◆ ПРИВЕДЁННЫЙ ТЕКСТ:
=-=-=

По утверждению С. Л. Франка, П. Б. Струве считал наступление безумным и преступным. Возможно, это повлияло на отношение Струве к своим политическим друзьям, прославлявшим Керенского. Они же полагали, что лишь популярность министра может сдержать поток большевизма, поэтому и участвовали в «шумном, совершенно безмерном и безвкусном прославлении» «вождя и спасителя России». Струве якобы советовал им: «Поддерживайте Керенского, но не создавайте ему рекламы»[1021]
. Вряд ли такой совет – если он действительно давался – был исполним, ибо поддержка наступления неизбежно влекла за собой и прославление его организатора и вдохновителя. Многие либералы и консерваторы, как мы уже видели, искренне считали наступление «последним шансом», способным оздоровить Россию. Они старались обеспечить успех операции, а это было связано с усилением авторитета Керенского и разнообразным прагматическим использованием этого авторитета. Для них также необходимо было бороться с противниками наступления, прежде всего с большевиками, а значит, опять-таки защищать и прославлять военного министра.К тому же, как отмечалось, коалиция сторонников наступления была весьма разнородной. Если консерваторы и либералы надеялись, что в случае успеха российских войск можно будет вернуться к обсуждению возможности территориальных приобретений, то умеренные социалисты мечтали о революционном преобразовании мира на «демократических» принципах, предусматривавших отказ от аннексий и контрибуций; именно аргументы последних особенно часто использовал Керенский, готовя армию к наступлению[1022]
. Разный подход к определению целей наступления и к характеристике его воздействия на внутреннюю и внешнюю политику страны предполагал и выбор принципиально различных аргументов, которые убедили бы солдат пойти в атаку, и разную тактику прославления военного министра.Керенский стремился создать и сохранить широкую коалицию сторонников наступления. Такой единый фронт «живых сил страны» был для военного министра и средством, и целью, поэтому он старался в разных ситуациях использовать и разные пропагандистские аргументы, и разную тактику репрезентации. Расстановка же политических сил и настроения русских солдат были таковы, что чаще Керенский использовал аргументы умеренных социалистов. При этом Россия рассматривалась как центр мирового революционного процесса, а русские солдаты – как главные участники революционного преобразования мира.

=-=-=

◆ СОХРАНЁННЫЕ СТРОКИ:
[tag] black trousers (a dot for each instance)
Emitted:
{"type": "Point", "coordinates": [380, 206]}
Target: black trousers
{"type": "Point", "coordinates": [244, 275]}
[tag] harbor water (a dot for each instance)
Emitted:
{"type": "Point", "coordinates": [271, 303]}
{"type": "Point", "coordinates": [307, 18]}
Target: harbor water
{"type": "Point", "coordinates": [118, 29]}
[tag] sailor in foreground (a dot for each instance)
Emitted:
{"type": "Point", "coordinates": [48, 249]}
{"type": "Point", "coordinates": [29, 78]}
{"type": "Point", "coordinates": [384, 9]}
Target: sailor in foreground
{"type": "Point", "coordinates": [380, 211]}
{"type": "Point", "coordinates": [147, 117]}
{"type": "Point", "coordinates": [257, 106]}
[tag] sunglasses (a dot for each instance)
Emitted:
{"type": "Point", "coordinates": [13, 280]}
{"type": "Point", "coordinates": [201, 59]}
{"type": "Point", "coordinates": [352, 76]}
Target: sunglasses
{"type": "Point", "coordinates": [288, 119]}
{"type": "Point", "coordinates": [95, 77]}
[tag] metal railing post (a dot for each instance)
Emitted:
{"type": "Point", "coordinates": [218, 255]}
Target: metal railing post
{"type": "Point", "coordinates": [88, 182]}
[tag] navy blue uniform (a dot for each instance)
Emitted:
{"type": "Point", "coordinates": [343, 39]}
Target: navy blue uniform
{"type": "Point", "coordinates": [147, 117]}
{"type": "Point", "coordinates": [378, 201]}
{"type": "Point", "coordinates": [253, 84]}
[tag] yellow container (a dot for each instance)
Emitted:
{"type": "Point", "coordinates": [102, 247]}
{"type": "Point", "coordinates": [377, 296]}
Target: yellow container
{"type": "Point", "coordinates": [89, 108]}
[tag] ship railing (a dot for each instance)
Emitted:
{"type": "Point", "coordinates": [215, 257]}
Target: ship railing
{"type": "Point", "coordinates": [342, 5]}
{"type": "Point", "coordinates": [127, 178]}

=-=-=

◆ ФОРМУЛИРОВКИ ЗАДАНИЙ:
**a.** Какой совет, согласно тексту о Керенском, Струве якобы давал своим политическим друзьям?
**b.** Напишите продолжение текста о Керенском, начиная сразу после его последнего предложения.

◆ РЕШЁННЫЕ ЗАДАНИЯ:
**a.** «Поддерживайте Керенского, но не создавайте ему рекламы».

**b.**
Соединение традиций российского патриотизма и элементов революционной политической культуры происходило в условиях острой идейной борьбы вокруг подготовки наступления, борьбы, в которой революционные аргументы, в том числе и аргументы поддержки мировой революции, использовались и сторонниками, и противниками наступления. Вырабатывался новый политический язык, в котором идеи воинственного русского патриотизма переплетались с идеями мировой революции. Этот язык использовали и развивали в дискуссиях противостоявшие друг другу политические силы, что делало его легитимным.
Во время конфликтов, сопровождавших подготовку наступления, дальнейшее развитие получили различные образы Керенского. Вне зависимости от степени искренности своего отношения к военному министру различные сторонники наступления постоянно ссылались на его авторитет и одновременно стремились этот последний укрепить. Для противников же наступления именно Керенский становился олицетворением политического врага. Отношение к нему превратилось к тому времени в индикатор, определяющий линии политического раскола. Это проявилось в дни Июньского и Июльского кризисов.
2. «Керенский» и «Ленин»
Писатель Илья Эренбург, возвращавшийся из эмиграции летом 1917 года, после пересечения границы внимательно прислушивался к спорам своих попутчиков. Чаще всего в них звучали имена Ленина и Керенского, которых постоянно противопоставляли друг другу. Острая дискуссия заставляла ее участников сделать определенный выбор – назвать своего вождя. Один спорщик, солдат, прямо спросил Эренбурга: «Вы за кого? За Ленина или за Керенского?» Писатель выразил поддержку военному министру, и солдат сразу же высказал предположение относительно социального статуса и имущественного положения собеседника: «Из буржуазии будете… Может, дом свой аль завод имеете?»[1023]
Два лидера персонифицировали разные политические курсы, что подтверждается и другими источниками. Впрочем, в редких случаях роль ненавистного «буржуя» доставалась знаменитому большевику. Некий солдат писал с фронта 13 июня: «Сегодня… у нас в команде было маленькое собрание, и говорили про Ленина и Керенского, солдаты большей частью за Ленина, а офицеры говорят, что Ленин самый буржуй»[1024]
.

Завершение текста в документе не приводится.